## [Given problem 1]
In the passage on pressure sensors and computer input devices, what is named as the most common configuration of the pointing device?
## [Given problem 2]
Pick up the passage on pressure sensors and computer input devices after its final sentence and keep writing it.

## [Passage provided]
■ ■ ■ ■
There are many types of pressure sensors that exist in many forms in current art; they generally measure the pressure of air or liquids. Those of which are flat generally rely on a plurality of piezoelectric resistive elements assembled into an array. The number and density of the piezoelectric resistive elements required is defined by the lateral sensitivity desired. The cost is a direct relation to the number and density of the piezoelectric resistive elements, where the greater the number and higher the density, the greater the manufacturing cost. Further, while most will register a static pressure and the movement in the device's plane, few are capable of registering the pressure and variation thereof at any point in the plane. Those configurations having this capability are significantly more expensive.
Electronic input or input/output devices exist in many forms in current art. These can include keyboards, pointing devices, and the like. A pointing device is a device that serves to move a cursor upon a computer's screen and to perform other programmed functions on the screen and in the computing device to which it is electronically interfaced. The most ubiquitous of the many configurations of the pointing device is a desktop touchpad comprising a motion-sensing device on a bottom portion thereof. The detachable computer touchpad is moved along a planar supporting surface, wherein the movement is translated into movement and positioning of a cursor or other location reference on the computing device.
Another embodiment of a user entry device is a trackball, wherein the user rotates a ball extending upward from an upper surface of the trackball assembly to provide movement and positioning of the cursor or other location reference on the computing device.
User identity devices exist in many forms in current art. Examples include touchpad's (alternatively referred to as trackpad's), tablet entry devices, signature pads, fingerprint readers, and the like. Signature recognition devices identify the individual based upon graphic analysis of a signature. Fingerprint readers or other biometric recognition devices identify the individual based upon a respective biometric identification.
■ ■ ■ ■
## [Record extracts]
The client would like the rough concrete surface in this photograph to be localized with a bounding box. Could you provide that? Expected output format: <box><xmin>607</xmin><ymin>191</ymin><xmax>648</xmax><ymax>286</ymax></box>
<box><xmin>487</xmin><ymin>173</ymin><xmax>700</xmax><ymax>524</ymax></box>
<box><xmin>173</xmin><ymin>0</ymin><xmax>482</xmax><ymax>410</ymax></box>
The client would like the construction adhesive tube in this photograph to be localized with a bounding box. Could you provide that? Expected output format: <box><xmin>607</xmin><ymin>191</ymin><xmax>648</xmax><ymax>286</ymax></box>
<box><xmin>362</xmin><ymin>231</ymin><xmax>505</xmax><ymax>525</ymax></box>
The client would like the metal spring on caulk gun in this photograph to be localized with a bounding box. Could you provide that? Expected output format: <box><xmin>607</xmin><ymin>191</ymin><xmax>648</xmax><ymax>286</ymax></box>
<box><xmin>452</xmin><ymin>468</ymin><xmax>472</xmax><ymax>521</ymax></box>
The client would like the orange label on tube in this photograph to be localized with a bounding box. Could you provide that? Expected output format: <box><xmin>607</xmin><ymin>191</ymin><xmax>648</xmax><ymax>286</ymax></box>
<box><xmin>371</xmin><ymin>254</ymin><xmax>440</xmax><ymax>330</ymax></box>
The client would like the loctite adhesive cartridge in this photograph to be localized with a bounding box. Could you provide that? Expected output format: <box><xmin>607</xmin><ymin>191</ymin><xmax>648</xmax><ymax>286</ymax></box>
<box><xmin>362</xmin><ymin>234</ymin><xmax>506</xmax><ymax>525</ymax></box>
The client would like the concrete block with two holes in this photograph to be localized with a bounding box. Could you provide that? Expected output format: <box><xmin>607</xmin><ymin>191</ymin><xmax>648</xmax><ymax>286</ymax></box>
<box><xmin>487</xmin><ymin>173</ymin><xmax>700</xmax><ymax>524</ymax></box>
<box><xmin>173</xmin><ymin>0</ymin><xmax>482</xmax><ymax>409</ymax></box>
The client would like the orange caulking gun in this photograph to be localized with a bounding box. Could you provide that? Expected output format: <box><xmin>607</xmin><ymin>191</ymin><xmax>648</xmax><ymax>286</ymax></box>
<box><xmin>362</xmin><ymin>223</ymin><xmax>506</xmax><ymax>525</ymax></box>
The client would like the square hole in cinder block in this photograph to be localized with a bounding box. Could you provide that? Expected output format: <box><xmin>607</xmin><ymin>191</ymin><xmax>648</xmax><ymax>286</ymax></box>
■ ■ ■ ■
## [Exercise output 1]
A desktop touchpad with a motion-sensing device on its bottom portion.

## [Exercise output 2]
Portable computers were conceived to be used on a user's laptop, hence the name laptop computers. During their initial development, the concept was to utilize the device in any environment, wherein the device would include a user entry device that would be independent of the working environment. To address an environment exclusive of a planar working surface, laptop computing devices originally including a trackball style user entry device for positioning the curser. The user entry device eventually evolved into a planar capacitive entry device or a thermal entry device, which has become the standard of currently available laptop computing devices.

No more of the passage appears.